- **Problem requirements**
Transcribe the whole listing below without changing a word, but leave out every image.

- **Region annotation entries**
====================

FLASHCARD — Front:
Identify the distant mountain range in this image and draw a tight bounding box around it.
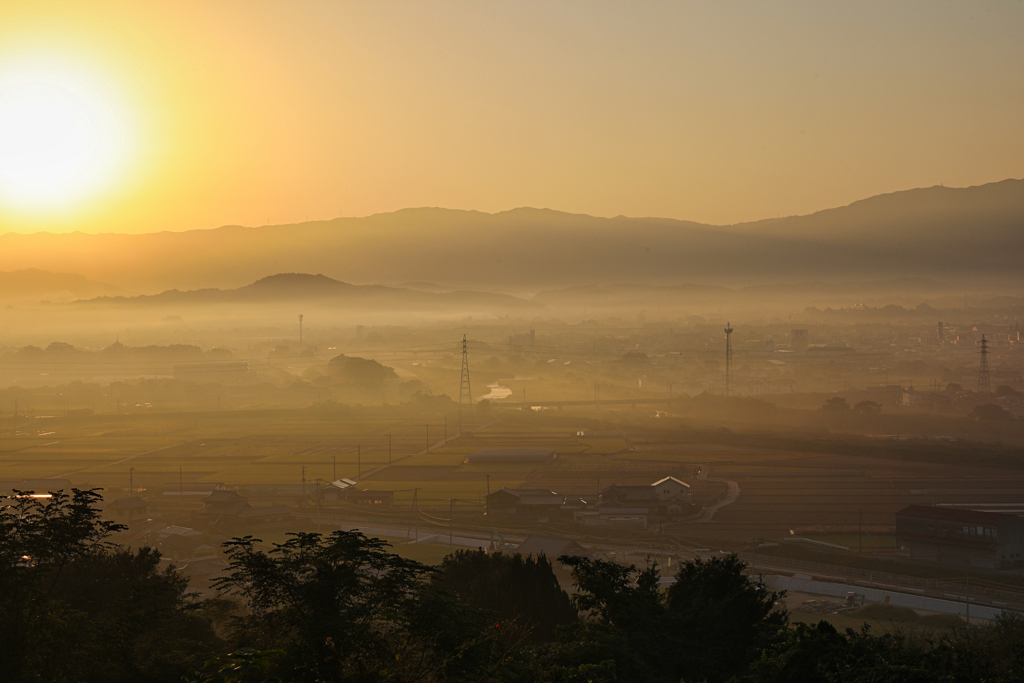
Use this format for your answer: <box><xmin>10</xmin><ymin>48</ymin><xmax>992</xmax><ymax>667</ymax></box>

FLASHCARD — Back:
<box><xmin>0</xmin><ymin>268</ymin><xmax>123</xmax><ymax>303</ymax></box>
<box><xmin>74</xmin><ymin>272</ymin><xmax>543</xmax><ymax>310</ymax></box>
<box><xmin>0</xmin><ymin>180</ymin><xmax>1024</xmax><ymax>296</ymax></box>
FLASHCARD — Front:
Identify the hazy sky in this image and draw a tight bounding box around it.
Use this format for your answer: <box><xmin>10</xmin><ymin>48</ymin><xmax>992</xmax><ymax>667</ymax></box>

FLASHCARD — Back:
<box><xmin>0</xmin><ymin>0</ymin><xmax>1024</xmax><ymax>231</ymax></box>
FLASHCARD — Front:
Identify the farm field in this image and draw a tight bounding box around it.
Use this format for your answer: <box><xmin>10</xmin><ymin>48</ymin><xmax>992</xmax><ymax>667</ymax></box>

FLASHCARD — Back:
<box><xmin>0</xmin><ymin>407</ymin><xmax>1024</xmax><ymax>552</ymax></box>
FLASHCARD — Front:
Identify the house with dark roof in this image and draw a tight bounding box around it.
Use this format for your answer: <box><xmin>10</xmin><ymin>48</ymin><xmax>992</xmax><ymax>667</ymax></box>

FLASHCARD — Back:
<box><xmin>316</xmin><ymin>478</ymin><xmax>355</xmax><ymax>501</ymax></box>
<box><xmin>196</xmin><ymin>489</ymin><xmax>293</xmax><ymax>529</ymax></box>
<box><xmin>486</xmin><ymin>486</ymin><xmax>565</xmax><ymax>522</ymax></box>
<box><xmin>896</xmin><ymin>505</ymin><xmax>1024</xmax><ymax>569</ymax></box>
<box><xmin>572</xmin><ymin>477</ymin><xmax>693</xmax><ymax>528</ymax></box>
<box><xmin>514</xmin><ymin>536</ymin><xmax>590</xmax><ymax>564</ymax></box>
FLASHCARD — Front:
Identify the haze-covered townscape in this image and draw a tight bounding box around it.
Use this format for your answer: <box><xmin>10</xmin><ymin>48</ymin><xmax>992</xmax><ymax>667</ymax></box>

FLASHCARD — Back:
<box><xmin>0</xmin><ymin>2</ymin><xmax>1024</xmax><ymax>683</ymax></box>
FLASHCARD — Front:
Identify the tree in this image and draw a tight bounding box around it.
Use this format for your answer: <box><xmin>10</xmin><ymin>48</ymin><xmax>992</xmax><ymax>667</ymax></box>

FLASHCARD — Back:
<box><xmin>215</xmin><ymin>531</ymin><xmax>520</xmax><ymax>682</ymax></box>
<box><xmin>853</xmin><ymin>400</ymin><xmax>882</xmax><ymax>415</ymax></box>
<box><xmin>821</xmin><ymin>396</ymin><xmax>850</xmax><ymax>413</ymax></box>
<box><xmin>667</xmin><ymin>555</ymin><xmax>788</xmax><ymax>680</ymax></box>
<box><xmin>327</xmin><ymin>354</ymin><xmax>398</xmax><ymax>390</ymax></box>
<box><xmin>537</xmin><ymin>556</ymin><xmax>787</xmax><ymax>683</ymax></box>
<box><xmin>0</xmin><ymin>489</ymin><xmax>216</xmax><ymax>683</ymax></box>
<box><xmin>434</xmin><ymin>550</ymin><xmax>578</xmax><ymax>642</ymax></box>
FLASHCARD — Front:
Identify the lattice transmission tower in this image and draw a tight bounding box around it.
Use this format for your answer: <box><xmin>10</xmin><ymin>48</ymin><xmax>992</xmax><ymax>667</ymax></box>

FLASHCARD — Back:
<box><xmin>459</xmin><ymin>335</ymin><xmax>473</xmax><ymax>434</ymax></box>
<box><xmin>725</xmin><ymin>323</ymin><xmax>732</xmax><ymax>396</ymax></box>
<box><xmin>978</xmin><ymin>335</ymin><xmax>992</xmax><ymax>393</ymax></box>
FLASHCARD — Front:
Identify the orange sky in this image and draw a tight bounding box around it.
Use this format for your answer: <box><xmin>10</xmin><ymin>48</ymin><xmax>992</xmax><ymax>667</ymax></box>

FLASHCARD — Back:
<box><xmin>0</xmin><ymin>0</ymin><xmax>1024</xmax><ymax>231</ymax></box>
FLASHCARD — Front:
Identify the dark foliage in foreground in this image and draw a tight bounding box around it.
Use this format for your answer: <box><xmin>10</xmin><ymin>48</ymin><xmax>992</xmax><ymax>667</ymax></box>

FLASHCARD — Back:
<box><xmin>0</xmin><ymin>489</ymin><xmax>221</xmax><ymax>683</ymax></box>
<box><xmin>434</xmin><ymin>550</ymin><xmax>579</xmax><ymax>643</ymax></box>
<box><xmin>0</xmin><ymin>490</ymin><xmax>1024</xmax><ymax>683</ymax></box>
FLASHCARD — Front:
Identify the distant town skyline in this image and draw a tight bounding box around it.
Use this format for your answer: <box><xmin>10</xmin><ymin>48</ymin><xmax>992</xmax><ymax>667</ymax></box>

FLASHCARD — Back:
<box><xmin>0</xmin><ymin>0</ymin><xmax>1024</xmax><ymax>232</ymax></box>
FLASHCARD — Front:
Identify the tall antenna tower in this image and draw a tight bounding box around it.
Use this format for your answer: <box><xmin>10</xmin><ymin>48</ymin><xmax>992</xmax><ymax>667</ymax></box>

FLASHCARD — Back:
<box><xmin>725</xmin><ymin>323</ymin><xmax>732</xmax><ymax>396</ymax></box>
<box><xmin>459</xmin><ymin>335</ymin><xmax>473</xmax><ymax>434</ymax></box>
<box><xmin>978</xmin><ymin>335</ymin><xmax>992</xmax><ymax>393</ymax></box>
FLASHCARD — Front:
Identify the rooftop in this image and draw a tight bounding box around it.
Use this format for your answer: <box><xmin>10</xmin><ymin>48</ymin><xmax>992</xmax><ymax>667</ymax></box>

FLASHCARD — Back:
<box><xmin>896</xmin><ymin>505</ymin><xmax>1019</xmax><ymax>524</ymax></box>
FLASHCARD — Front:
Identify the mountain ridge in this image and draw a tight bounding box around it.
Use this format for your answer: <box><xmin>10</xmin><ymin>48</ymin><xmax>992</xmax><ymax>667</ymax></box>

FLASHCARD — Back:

====================

- **Task response**
FLASHCARD — Front:
Identify the distant mountain range in this image and draw a tight bounding box around it.
Use this format for your answer: <box><xmin>10</xmin><ymin>48</ymin><xmax>992</xmax><ymax>667</ymax></box>

FLASHCARD — Back:
<box><xmin>0</xmin><ymin>268</ymin><xmax>123</xmax><ymax>303</ymax></box>
<box><xmin>74</xmin><ymin>272</ymin><xmax>543</xmax><ymax>310</ymax></box>
<box><xmin>0</xmin><ymin>180</ymin><xmax>1024</xmax><ymax>296</ymax></box>
FLASHCARD — Front:
Identify the hazy sky in this image and draw a tight bounding box around it.
Use this format for your answer: <box><xmin>10</xmin><ymin>48</ymin><xmax>992</xmax><ymax>667</ymax></box>

FLASHCARD — Back:
<box><xmin>0</xmin><ymin>0</ymin><xmax>1024</xmax><ymax>231</ymax></box>
FLASHCARD — Front:
Identify the farm field in this image and draw a tight bounding box around it.
Use this format for your answer: <box><xmin>10</xmin><ymin>48</ymin><xmax>992</xmax><ymax>667</ymax></box>

FLASHCARD — Back:
<box><xmin>0</xmin><ymin>407</ymin><xmax>1024</xmax><ymax>552</ymax></box>
FLASHCARD — Front:
Identify the house with dark roof in this image and draw a tight bounding box around it.
Use this format for your answer: <box><xmin>10</xmin><ymin>48</ymin><xmax>992</xmax><ymax>667</ymax></box>

FLASHCARD — Back:
<box><xmin>316</xmin><ymin>478</ymin><xmax>355</xmax><ymax>501</ymax></box>
<box><xmin>196</xmin><ymin>489</ymin><xmax>293</xmax><ymax>529</ymax></box>
<box><xmin>486</xmin><ymin>486</ymin><xmax>565</xmax><ymax>522</ymax></box>
<box><xmin>896</xmin><ymin>505</ymin><xmax>1024</xmax><ymax>569</ymax></box>
<box><xmin>572</xmin><ymin>477</ymin><xmax>693</xmax><ymax>528</ymax></box>
<box><xmin>514</xmin><ymin>536</ymin><xmax>590</xmax><ymax>564</ymax></box>
FLASHCARD — Front:
Identify the haze-covered townscape in this image and draw a tight bounding box around it.
Use this format for your answer: <box><xmin>10</xmin><ymin>48</ymin><xmax>992</xmax><ymax>667</ymax></box>

FLASHCARD — Back:
<box><xmin>0</xmin><ymin>2</ymin><xmax>1024</xmax><ymax>683</ymax></box>
FLASHCARD — Front:
Identify the tree in this image and draw a tight bounding box around it.
Use this format for your answer: <box><xmin>10</xmin><ymin>48</ymin><xmax>992</xmax><ymax>667</ymax></box>

FLASHCARD — Back:
<box><xmin>215</xmin><ymin>531</ymin><xmax>520</xmax><ymax>682</ymax></box>
<box><xmin>853</xmin><ymin>400</ymin><xmax>882</xmax><ymax>415</ymax></box>
<box><xmin>821</xmin><ymin>396</ymin><xmax>850</xmax><ymax>413</ymax></box>
<box><xmin>667</xmin><ymin>555</ymin><xmax>788</xmax><ymax>680</ymax></box>
<box><xmin>327</xmin><ymin>354</ymin><xmax>398</xmax><ymax>390</ymax></box>
<box><xmin>537</xmin><ymin>556</ymin><xmax>787</xmax><ymax>683</ymax></box>
<box><xmin>0</xmin><ymin>489</ymin><xmax>216</xmax><ymax>683</ymax></box>
<box><xmin>434</xmin><ymin>550</ymin><xmax>578</xmax><ymax>642</ymax></box>
FLASHCARD — Front:
Identify the lattice transmission tower in this image and draw a tight bounding box around it.
Use this format for your answer: <box><xmin>10</xmin><ymin>48</ymin><xmax>992</xmax><ymax>667</ymax></box>

FLASHCARD — Back:
<box><xmin>459</xmin><ymin>335</ymin><xmax>473</xmax><ymax>434</ymax></box>
<box><xmin>725</xmin><ymin>323</ymin><xmax>732</xmax><ymax>396</ymax></box>
<box><xmin>978</xmin><ymin>335</ymin><xmax>992</xmax><ymax>393</ymax></box>
FLASHCARD — Front:
Identify the orange sky in this image and draw a tight bounding box around it.
Use this format for your answer: <box><xmin>10</xmin><ymin>48</ymin><xmax>992</xmax><ymax>667</ymax></box>

FLASHCARD — Back:
<box><xmin>0</xmin><ymin>0</ymin><xmax>1024</xmax><ymax>231</ymax></box>
FLASHCARD — Front:
Identify the dark foliage in foreground in this image and draw a tight bounding box around it.
Use this format for your answer: <box><xmin>10</xmin><ymin>48</ymin><xmax>992</xmax><ymax>667</ymax></box>

FLASHCARD — Back:
<box><xmin>0</xmin><ymin>489</ymin><xmax>221</xmax><ymax>683</ymax></box>
<box><xmin>434</xmin><ymin>550</ymin><xmax>579</xmax><ymax>643</ymax></box>
<box><xmin>0</xmin><ymin>490</ymin><xmax>1024</xmax><ymax>683</ymax></box>
FLASHCARD — Front:
Identify the distant town skyline in this image and draw a tight bounding box around it.
Use this format for your answer: <box><xmin>10</xmin><ymin>48</ymin><xmax>992</xmax><ymax>667</ymax></box>

FLASHCARD — Back:
<box><xmin>0</xmin><ymin>0</ymin><xmax>1024</xmax><ymax>232</ymax></box>
FLASHCARD — Front:
Identify the tall antenna tower in this image and draw a tight bounding box around it.
Use this format for your answer: <box><xmin>10</xmin><ymin>48</ymin><xmax>992</xmax><ymax>667</ymax></box>

FLASHCARD — Back:
<box><xmin>725</xmin><ymin>323</ymin><xmax>732</xmax><ymax>396</ymax></box>
<box><xmin>459</xmin><ymin>335</ymin><xmax>473</xmax><ymax>434</ymax></box>
<box><xmin>978</xmin><ymin>335</ymin><xmax>992</xmax><ymax>393</ymax></box>
FLASHCARD — Front:
Identify the rooftop in this image and draw a tight bounding box around it.
Use this format for your answer: <box><xmin>10</xmin><ymin>48</ymin><xmax>992</xmax><ymax>667</ymax></box>

FLASHCARD — Back:
<box><xmin>896</xmin><ymin>505</ymin><xmax>1019</xmax><ymax>524</ymax></box>
FLASHCARD — Front:
Identify the mountain ridge in this image and draw a tight bounding box around it.
Use this format for your answer: <box><xmin>10</xmin><ymin>48</ymin><xmax>992</xmax><ymax>667</ymax></box>

FLASHCARD — Back:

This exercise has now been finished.